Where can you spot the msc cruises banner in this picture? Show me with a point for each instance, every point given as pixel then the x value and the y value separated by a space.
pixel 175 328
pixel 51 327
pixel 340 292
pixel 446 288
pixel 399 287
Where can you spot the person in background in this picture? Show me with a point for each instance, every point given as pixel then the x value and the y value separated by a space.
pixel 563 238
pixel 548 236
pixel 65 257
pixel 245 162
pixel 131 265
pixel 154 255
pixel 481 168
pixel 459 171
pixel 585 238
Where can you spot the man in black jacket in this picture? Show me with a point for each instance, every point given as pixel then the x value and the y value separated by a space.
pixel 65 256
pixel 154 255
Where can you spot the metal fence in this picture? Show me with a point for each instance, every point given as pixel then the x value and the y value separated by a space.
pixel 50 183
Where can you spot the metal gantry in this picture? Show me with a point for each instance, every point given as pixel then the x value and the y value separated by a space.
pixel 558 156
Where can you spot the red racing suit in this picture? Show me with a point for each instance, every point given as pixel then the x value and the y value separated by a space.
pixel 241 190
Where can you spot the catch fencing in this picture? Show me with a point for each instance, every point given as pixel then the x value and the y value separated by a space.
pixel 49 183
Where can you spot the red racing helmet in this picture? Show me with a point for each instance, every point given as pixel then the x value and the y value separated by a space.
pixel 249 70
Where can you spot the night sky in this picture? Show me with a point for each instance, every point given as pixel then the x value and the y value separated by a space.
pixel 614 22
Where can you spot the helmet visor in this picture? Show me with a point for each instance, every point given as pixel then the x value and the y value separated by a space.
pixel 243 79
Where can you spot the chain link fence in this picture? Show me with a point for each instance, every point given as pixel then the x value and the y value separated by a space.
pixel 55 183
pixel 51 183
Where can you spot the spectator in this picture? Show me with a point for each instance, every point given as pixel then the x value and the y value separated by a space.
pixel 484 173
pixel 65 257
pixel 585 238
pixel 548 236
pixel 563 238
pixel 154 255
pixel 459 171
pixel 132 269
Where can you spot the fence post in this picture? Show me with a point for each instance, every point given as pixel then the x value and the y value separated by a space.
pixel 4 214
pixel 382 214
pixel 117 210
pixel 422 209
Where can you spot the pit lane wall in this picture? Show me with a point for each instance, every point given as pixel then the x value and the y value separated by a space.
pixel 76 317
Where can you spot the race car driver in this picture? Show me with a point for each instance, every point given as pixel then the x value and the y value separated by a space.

▬▬▬

EXERCISE DETAILS: Reproduce the listing from the "Where can you spot the chain" line onward, verbatim.

SOLUTION FOR THIS TASK:
Where can you spot the chain link fence in this picture? Show me with a point for each instance, every point given as pixel then the x value and the y value separated by a space.
pixel 55 183
pixel 51 183
Where can you spot the spectator in this picture? Show me with a point for each instance, every point given as pixel then the x value and the y value separated by a space.
pixel 484 173
pixel 65 257
pixel 585 238
pixel 548 236
pixel 563 238
pixel 154 255
pixel 459 171
pixel 132 269
Where can you spot the fence post in this picture? Show me with a point for each instance, every point given as pixel then the x value and the y value separated by a space.
pixel 4 214
pixel 382 214
pixel 117 210
pixel 422 209
Where can you spot the pit lane wall in this picture? Show me with a point for each instance, every point given as pixel then the x value and the y value separated by a space.
pixel 76 317
Where can you spot the race car driver in this picture? Show me with a point for each instance, every point given as pixel then the x value and the y value separated by a space.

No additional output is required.